→ About this task
The answer should be an exact copy of the lines from the one with "Target: microphone gooseneck" through the end of the listing below, with no other lines.

Data Start Marker

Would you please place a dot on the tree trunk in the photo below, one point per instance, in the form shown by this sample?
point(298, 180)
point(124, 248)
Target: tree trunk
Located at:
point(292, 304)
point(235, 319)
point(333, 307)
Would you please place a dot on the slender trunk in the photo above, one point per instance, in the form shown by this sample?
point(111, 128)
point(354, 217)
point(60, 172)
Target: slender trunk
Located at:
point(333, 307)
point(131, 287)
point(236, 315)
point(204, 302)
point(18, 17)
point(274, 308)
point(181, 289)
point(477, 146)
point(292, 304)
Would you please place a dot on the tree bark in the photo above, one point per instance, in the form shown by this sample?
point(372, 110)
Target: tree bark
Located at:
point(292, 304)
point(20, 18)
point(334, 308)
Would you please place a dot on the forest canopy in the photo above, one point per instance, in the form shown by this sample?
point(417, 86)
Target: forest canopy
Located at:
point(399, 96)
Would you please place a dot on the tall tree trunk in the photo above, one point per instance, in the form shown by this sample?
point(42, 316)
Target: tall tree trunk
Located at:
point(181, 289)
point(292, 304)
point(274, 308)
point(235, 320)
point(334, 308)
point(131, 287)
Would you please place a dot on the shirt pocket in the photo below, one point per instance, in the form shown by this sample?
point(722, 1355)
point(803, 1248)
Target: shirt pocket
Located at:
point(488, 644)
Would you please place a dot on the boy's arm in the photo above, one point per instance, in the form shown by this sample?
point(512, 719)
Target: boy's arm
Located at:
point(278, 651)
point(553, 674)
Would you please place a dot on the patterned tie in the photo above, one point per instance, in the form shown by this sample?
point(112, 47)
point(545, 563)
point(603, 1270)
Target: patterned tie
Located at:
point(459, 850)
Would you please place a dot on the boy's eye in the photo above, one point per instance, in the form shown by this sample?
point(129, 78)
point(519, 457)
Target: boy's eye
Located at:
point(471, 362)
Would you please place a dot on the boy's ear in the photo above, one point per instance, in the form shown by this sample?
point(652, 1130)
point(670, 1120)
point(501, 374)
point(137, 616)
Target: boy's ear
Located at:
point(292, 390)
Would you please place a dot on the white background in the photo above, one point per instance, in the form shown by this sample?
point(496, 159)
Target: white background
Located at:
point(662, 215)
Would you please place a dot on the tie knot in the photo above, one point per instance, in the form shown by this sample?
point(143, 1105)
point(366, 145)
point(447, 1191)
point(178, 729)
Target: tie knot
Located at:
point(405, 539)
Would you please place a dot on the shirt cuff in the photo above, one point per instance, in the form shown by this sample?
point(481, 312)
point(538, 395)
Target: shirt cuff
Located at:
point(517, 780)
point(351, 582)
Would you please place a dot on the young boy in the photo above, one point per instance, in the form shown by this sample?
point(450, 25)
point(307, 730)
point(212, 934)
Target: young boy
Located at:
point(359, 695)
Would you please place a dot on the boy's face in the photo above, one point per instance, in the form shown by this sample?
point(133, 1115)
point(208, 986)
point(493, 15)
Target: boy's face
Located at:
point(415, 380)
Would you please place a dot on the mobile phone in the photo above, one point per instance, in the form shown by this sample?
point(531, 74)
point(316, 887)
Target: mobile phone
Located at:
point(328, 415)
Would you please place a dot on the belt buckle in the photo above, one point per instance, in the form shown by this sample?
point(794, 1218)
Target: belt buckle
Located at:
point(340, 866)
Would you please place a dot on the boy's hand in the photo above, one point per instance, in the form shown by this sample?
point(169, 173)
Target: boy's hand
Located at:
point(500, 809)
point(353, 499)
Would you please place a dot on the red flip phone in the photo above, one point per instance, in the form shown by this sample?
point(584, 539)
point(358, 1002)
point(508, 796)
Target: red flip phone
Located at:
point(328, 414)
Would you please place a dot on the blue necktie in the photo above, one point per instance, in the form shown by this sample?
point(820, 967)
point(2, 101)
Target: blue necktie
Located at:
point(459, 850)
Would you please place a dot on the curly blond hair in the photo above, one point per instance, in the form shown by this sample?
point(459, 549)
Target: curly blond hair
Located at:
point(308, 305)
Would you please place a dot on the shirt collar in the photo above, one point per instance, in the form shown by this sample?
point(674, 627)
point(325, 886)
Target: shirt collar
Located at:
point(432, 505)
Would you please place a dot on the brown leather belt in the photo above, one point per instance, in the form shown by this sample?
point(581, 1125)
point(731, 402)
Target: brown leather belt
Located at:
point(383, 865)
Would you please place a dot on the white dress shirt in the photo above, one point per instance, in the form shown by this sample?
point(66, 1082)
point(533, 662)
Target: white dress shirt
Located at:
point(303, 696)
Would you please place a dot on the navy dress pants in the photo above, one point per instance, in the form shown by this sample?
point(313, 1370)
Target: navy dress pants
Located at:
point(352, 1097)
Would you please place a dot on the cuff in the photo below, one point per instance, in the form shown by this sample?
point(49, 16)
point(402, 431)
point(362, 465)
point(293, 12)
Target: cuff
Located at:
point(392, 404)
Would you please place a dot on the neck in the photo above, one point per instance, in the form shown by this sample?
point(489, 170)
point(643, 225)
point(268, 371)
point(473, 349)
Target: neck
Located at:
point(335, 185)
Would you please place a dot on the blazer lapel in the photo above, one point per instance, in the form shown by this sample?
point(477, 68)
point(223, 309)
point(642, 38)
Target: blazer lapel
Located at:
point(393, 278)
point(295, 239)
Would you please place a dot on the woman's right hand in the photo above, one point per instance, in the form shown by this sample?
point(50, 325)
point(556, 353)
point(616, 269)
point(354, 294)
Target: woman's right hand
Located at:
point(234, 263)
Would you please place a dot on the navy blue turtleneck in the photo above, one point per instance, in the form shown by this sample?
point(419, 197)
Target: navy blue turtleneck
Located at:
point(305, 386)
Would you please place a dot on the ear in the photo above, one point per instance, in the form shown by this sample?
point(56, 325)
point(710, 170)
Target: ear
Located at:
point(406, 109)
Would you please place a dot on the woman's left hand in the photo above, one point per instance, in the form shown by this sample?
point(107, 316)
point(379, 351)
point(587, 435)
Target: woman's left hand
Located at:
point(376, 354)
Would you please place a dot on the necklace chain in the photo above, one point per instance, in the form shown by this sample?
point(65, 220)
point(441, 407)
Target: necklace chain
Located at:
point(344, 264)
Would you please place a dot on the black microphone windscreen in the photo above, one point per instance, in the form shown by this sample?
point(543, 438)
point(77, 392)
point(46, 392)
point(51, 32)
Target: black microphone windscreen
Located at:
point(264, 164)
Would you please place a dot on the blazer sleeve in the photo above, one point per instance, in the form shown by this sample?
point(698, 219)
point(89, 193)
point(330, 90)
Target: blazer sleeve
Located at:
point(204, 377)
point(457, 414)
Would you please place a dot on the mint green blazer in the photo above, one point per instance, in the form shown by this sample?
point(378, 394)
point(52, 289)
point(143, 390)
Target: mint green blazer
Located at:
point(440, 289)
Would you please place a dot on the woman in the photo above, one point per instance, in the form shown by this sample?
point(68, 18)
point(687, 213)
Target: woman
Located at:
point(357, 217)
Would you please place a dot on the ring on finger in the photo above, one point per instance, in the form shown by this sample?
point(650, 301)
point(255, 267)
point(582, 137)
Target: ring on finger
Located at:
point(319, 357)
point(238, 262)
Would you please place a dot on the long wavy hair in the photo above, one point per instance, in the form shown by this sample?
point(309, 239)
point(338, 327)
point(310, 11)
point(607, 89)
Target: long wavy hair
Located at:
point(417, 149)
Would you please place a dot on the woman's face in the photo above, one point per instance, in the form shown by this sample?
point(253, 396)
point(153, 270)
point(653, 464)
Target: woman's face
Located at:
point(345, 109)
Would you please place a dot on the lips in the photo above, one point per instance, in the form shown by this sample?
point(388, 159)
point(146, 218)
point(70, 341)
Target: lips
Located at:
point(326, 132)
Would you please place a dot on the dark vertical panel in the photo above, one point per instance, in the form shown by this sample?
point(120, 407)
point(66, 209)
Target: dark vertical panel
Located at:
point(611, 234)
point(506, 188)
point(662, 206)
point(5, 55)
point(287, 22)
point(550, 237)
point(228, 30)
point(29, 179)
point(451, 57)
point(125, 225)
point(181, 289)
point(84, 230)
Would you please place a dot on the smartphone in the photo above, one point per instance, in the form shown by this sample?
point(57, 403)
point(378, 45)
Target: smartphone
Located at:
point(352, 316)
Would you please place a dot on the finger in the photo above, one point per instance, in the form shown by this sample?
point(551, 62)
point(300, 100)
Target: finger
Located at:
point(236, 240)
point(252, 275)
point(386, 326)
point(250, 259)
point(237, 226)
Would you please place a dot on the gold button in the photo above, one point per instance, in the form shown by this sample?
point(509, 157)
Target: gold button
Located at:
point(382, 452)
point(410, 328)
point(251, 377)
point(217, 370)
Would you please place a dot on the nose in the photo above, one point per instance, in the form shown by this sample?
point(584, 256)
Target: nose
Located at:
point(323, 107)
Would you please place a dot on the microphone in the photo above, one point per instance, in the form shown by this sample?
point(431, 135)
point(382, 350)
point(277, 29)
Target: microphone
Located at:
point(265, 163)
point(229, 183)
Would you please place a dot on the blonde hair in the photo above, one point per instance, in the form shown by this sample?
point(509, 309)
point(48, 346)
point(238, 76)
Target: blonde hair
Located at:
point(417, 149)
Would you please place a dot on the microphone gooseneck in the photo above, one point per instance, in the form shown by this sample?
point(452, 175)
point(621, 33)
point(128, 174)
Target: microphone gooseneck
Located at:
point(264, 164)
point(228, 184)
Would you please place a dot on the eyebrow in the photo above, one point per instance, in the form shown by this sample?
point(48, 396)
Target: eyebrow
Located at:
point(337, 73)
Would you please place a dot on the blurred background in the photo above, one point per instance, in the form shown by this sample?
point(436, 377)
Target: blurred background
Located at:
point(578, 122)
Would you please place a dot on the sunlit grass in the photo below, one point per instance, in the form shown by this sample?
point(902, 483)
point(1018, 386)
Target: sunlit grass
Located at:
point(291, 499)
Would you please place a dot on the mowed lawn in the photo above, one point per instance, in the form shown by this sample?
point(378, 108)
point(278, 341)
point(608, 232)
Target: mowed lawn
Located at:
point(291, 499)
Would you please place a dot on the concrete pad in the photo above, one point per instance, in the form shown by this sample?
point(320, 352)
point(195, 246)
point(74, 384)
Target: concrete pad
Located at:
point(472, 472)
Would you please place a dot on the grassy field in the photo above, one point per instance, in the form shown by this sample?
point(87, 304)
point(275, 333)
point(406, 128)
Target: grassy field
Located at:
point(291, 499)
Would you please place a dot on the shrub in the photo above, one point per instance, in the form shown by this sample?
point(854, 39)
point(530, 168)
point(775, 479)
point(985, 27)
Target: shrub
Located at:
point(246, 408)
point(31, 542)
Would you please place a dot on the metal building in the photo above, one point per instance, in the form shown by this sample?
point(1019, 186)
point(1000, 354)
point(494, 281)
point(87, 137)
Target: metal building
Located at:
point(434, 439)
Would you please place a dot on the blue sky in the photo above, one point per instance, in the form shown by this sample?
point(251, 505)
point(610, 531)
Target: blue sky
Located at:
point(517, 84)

Data End Marker

→ Answer to this task
Target: microphone gooseneck
Located at:
point(264, 164)
point(228, 184)
Would you please place a dot on the eyebrow in the photo above, one point per instance, in the form shown by this sample?
point(48, 396)
Target: eyebrow
Located at:
point(337, 73)
Would you please place a dot on the blurred background in the photo above, one point per instance, in the form shown by this sample?
point(436, 377)
Target: blurred background
Located at:
point(578, 122)
Would you please place a dot on the sunlit grass in the photo below, one point per instance, in the form shown by this sample?
point(902, 483)
point(1018, 386)
Target: sunlit grass
Located at:
point(291, 499)
Would you please place a dot on the mowed lawn in the photo above, one point per instance, in the form shown by this sample?
point(378, 108)
point(278, 341)
point(608, 232)
Target: mowed lawn
Located at:
point(291, 499)
Would you please place a dot on the concrete pad in the photo above, one point per instance, in the form shown by this sample?
point(320, 352)
point(195, 246)
point(74, 384)
Target: concrete pad
Located at:
point(472, 472)
Would you please place a dot on the grassy field in the photo above, one point per instance, in the form shown by this sample?
point(87, 304)
point(275, 333)
point(406, 128)
Target: grassy field
Located at:
point(291, 499)
Would you please place a dot on the shrub in the photo above, one point per instance, in the form shown by this sample?
point(854, 39)
point(530, 168)
point(775, 479)
point(985, 27)
Target: shrub
Located at:
point(246, 408)
point(31, 542)
Would you please place a dot on the metal building in the photo above, one point per instance, in the form shown by this sample?
point(1019, 186)
point(1000, 354)
point(494, 281)
point(87, 137)
Target: metal building
Located at:
point(434, 439)
Would you please place a dot on the blue sky in the photo above, one point per instance, in the form shown by this sample?
point(251, 505)
point(610, 531)
Target: blue sky
Located at:
point(517, 84)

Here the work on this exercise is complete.